**Objective**: Count the lines in the records below that contain the string "dune". Reply with the number alone.

**Object pointing dataset rows**:
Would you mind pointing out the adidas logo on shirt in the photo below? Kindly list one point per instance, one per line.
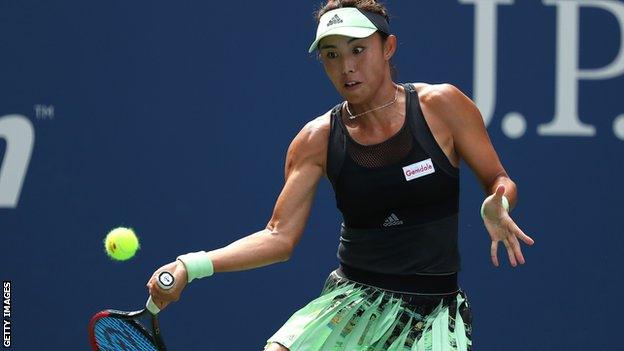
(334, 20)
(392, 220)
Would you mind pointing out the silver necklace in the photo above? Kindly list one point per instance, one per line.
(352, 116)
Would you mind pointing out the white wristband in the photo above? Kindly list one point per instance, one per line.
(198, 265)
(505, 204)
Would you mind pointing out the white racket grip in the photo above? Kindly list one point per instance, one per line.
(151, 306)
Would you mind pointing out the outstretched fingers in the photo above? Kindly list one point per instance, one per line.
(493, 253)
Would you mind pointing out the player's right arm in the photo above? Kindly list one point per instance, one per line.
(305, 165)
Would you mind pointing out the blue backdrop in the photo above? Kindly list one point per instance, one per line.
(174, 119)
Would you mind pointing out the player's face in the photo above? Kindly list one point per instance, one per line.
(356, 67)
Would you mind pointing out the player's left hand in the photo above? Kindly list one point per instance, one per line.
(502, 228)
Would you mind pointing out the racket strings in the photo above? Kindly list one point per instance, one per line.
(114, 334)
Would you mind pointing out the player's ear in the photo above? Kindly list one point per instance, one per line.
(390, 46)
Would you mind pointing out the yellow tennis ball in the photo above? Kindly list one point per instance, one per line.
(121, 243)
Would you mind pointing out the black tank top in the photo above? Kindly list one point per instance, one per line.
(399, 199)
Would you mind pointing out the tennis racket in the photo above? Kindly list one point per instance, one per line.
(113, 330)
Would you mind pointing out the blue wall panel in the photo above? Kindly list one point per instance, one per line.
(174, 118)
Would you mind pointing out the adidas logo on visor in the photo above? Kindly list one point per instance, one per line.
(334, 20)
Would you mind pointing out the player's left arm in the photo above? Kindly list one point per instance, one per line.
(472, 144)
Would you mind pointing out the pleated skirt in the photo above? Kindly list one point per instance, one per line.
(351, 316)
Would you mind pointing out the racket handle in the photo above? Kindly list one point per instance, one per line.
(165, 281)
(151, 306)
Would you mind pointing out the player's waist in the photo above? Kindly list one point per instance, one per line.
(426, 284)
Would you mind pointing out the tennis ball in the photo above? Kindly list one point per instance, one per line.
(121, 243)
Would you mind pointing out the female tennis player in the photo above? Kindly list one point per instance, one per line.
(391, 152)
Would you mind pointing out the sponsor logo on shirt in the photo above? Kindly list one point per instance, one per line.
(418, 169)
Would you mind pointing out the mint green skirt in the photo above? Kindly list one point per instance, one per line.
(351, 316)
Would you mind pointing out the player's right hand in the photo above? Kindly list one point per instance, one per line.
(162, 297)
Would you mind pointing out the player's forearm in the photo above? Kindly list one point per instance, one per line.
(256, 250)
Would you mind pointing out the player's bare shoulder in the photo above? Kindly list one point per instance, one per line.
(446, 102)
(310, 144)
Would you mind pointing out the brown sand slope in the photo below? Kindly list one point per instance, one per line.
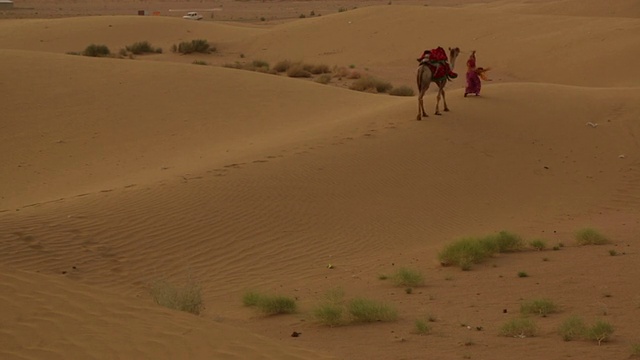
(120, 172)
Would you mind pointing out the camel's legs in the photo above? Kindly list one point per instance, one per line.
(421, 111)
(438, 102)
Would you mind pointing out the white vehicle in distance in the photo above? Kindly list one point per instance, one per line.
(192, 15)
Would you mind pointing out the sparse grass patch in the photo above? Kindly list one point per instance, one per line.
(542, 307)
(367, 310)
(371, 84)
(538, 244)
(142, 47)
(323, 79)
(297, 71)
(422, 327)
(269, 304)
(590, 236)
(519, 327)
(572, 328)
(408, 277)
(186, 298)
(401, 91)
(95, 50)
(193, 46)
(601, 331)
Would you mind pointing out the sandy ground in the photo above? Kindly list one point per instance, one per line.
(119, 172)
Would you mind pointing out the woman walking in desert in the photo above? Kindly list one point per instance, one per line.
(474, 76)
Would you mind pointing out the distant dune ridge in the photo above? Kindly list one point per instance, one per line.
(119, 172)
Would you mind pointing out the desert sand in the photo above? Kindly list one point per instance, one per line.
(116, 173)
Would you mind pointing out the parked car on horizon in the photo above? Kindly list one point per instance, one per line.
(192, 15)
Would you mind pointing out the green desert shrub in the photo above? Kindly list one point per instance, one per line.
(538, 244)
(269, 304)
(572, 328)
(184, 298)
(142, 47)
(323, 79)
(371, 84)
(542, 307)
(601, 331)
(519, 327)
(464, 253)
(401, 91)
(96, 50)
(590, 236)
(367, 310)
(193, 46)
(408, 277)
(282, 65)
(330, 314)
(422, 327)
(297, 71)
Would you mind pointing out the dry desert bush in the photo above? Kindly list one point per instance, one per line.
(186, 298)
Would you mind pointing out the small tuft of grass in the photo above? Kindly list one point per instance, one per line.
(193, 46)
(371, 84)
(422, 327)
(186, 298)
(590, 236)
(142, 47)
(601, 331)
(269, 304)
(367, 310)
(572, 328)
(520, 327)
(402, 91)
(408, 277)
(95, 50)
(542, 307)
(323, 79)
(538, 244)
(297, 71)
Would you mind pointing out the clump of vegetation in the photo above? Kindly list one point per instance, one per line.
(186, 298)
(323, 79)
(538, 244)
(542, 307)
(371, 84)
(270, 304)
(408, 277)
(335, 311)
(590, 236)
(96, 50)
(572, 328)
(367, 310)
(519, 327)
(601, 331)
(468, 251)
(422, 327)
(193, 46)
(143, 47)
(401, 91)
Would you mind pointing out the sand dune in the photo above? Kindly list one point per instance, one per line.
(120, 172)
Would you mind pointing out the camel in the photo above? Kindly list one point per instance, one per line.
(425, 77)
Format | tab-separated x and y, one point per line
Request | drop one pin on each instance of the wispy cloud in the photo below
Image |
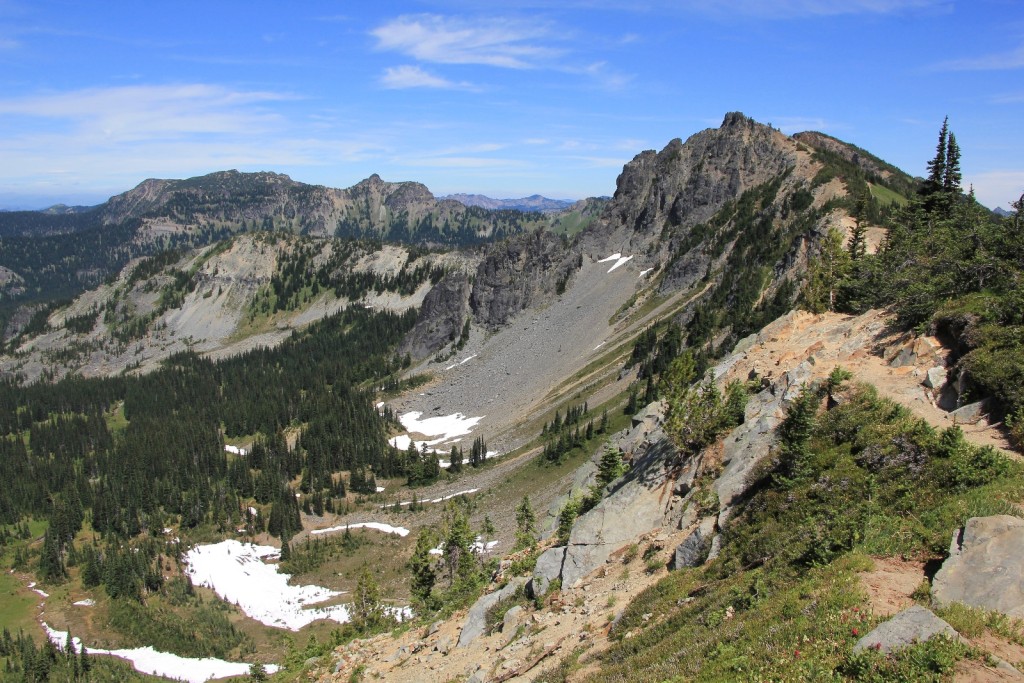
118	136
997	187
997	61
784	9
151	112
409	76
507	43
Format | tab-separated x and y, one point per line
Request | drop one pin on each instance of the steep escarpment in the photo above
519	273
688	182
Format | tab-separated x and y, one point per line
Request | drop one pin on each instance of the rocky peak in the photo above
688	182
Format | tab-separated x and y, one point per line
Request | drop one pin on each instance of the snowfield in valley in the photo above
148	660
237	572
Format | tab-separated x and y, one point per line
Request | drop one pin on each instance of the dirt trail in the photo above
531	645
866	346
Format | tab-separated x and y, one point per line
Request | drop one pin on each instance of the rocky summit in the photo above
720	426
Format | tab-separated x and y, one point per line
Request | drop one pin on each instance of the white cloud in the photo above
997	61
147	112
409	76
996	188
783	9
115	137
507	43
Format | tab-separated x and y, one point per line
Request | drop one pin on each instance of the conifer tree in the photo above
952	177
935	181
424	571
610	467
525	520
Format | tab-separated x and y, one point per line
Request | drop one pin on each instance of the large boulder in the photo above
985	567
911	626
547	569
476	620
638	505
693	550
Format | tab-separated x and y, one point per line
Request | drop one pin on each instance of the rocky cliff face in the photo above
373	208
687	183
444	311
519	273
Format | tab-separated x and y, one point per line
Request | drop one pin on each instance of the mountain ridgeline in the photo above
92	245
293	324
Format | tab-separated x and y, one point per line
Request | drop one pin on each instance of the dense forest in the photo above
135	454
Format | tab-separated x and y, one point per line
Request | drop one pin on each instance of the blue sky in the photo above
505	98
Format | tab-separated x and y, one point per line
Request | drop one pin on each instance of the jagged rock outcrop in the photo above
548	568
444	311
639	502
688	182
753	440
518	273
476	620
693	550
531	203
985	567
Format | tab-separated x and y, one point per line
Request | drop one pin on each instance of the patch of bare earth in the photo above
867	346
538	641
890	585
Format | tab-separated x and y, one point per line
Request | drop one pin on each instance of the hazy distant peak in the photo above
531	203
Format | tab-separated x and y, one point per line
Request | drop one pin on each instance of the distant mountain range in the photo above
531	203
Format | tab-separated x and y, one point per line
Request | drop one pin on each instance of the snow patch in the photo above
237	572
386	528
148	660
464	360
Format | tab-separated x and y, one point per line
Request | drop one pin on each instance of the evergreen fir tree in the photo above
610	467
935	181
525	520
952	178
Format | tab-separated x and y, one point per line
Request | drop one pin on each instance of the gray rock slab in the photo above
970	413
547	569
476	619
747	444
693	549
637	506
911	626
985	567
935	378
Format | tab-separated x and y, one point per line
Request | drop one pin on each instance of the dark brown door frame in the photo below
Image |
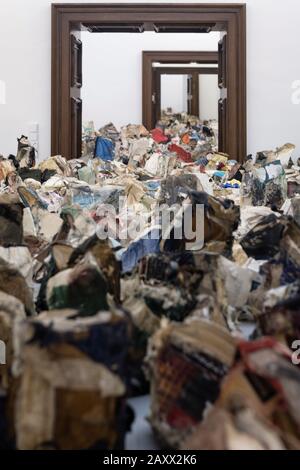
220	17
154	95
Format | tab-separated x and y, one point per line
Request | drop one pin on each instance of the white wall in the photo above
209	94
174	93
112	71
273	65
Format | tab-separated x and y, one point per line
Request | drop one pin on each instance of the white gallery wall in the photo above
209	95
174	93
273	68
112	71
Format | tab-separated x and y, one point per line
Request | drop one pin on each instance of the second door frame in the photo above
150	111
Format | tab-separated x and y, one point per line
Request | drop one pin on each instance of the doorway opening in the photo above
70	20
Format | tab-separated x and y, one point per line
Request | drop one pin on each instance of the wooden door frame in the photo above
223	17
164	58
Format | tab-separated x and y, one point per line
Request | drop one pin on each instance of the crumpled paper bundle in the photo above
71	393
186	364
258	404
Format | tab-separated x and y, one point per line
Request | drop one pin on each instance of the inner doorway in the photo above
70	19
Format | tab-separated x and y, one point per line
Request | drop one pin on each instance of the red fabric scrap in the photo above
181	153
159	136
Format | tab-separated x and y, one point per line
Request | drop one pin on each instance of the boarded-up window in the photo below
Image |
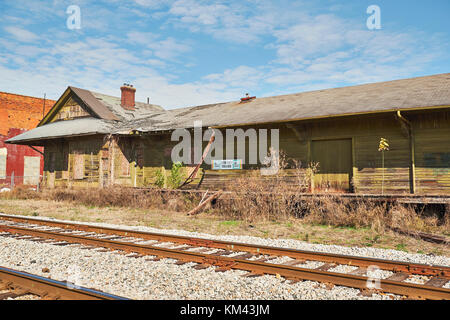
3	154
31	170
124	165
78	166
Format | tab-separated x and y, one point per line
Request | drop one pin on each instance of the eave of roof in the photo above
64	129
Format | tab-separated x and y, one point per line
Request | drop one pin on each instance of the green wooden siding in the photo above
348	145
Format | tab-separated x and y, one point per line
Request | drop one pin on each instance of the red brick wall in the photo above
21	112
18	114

**Answer in full**: 2